═══ Listed entries

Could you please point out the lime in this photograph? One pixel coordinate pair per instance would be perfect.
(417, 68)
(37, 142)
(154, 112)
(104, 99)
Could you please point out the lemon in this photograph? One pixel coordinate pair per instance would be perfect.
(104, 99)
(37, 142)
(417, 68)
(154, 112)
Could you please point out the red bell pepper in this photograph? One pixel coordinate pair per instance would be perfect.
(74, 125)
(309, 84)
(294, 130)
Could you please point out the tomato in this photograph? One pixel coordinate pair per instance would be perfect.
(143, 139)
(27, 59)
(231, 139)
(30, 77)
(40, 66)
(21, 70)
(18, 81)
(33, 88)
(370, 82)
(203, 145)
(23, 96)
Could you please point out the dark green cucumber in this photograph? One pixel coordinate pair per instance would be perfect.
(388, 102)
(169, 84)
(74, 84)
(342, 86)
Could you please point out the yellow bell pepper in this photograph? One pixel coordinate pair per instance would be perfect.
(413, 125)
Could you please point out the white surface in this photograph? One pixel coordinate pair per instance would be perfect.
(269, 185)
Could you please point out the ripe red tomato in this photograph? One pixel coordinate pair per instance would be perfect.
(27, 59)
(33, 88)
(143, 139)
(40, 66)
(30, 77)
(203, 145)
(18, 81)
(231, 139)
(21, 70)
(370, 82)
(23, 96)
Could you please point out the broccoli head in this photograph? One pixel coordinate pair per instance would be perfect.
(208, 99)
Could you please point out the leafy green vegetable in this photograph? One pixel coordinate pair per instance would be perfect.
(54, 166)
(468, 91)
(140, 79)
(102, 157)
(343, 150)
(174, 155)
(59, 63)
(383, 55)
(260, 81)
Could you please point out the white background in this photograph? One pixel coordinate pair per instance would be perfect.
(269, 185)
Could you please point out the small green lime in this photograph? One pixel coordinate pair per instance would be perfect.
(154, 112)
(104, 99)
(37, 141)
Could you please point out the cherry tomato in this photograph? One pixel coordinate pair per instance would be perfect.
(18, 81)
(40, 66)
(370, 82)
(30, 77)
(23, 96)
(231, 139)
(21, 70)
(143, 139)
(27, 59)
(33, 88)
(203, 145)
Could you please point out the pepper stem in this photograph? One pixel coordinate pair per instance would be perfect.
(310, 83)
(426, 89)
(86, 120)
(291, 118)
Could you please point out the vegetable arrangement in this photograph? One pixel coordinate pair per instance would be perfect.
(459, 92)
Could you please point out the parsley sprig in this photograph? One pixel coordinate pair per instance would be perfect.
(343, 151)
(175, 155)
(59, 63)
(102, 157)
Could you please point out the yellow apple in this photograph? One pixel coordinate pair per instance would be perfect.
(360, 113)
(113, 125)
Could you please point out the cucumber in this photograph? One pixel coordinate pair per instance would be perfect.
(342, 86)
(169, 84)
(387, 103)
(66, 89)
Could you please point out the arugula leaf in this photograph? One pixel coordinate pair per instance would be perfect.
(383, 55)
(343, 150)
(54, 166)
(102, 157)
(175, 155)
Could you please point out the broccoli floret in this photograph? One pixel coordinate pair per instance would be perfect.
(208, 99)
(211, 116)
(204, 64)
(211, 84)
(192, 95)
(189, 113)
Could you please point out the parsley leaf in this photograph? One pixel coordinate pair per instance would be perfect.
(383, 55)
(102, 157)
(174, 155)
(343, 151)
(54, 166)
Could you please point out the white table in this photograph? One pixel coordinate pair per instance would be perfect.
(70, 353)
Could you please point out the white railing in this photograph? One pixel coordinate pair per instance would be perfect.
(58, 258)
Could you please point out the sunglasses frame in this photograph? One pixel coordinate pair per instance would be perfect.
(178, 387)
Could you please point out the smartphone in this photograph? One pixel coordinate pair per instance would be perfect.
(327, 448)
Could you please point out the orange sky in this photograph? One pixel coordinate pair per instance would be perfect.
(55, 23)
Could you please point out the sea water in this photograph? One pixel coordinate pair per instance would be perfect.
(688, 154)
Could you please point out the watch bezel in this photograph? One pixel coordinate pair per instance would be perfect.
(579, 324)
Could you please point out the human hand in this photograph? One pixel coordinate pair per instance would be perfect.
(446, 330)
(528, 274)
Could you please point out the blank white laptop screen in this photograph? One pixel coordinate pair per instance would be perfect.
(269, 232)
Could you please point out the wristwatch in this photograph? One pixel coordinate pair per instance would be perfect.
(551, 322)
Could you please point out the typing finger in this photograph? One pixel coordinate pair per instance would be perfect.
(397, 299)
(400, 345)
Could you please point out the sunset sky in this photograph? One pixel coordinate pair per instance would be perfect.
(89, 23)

══════

#### Work instructions:
Could you give everything from the line containing "Could you please point out the human" down to the last of the entries as a numbered list, leaving out any blank lines?

#### Answer for this exercise:
1. Could you please point out the human hand in this photograph? One pixel coordinate pair per instance would be perfect.
2. (446, 330)
3. (528, 274)
4. Could you please point out the blank white laptop screen in this photograph? One pixel coordinate pair per instance would be perfect.
5. (269, 232)
6. Could you please point out the wristwatch in this photograph? One pixel coordinate pair per instance would be perfect.
7. (551, 322)
8. Could you please point out the typing finger in this photograph? One pixel coordinate pair per instance would be perfect.
9. (397, 299)
10. (400, 345)
11. Could you please point out the sunset sky in this photograph? One pixel coordinate pair per instance would be perfect.
12. (89, 23)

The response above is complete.